Geography
- Location: Whitfield, Rankin County, Mississippi, United States
- Coordinates: 32°14′33″N 90°04′15″W﻿ / ﻿32.242526°N 90.070705°W

Organization
- Type: Psychiatric hospital

History
- Opened: 1935

Links
- Lists: Hospitals in Mississippi

= Mississippi State Hospital =

The Mississippi State Hospital (MSH) is a psychiatric facility operated by the Mississippi Department of Mental Health. It is located along Mississippi Highway 468 in the unincorporated community of Whitfield in Rankin County, Mississippi, United States. The 350 acre campus is located 15 mi southeast of Jackson, between Jackson and Brandon. Many people refer to the center as "Whitfield," after the community in which it is located.

==History==
In 1846, Mississippi governor A. G. Brown promoted the need for an insane asylum to the state legislature.

In 1920, the state hospital was located in Jackson and had 1,670 residents. In 1930, it had 2,649 residents. In 1935, the Mississippi State Insane Asylum moved from a complex of 19th-century buildings in northern Jackson to its current location, the former property of a state penal colony, the Rankin Farm.

Task statement :: According to the Mississippi State Hospital text, how large is the hospital's campus? The listing that follows is not required for anything here.

Supplied information ::
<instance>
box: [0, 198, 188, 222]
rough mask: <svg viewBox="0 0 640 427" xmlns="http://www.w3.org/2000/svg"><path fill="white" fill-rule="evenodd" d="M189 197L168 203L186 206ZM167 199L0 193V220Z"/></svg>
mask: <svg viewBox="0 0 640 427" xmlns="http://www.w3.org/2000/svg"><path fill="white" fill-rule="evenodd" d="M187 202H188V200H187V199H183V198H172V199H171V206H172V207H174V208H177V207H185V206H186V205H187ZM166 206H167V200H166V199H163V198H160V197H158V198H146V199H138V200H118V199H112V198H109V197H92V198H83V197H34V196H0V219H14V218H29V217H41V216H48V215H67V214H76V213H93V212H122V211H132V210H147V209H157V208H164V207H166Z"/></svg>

Solved problem :: 350 acres.